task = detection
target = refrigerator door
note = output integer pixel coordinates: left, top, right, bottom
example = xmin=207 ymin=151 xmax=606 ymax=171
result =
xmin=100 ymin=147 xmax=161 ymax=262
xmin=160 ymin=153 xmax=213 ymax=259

## Exercise instructions
Please copy the items above, substituting "fridge door" for "refrigerator door" and changing nothing else.

## Right answer
task = detection
target = fridge door
note = output integer pixel coordinates: left, top, right, bottom
example = xmin=207 ymin=151 xmax=606 ymax=171
result =
xmin=100 ymin=147 xmax=161 ymax=262
xmin=160 ymin=153 xmax=213 ymax=259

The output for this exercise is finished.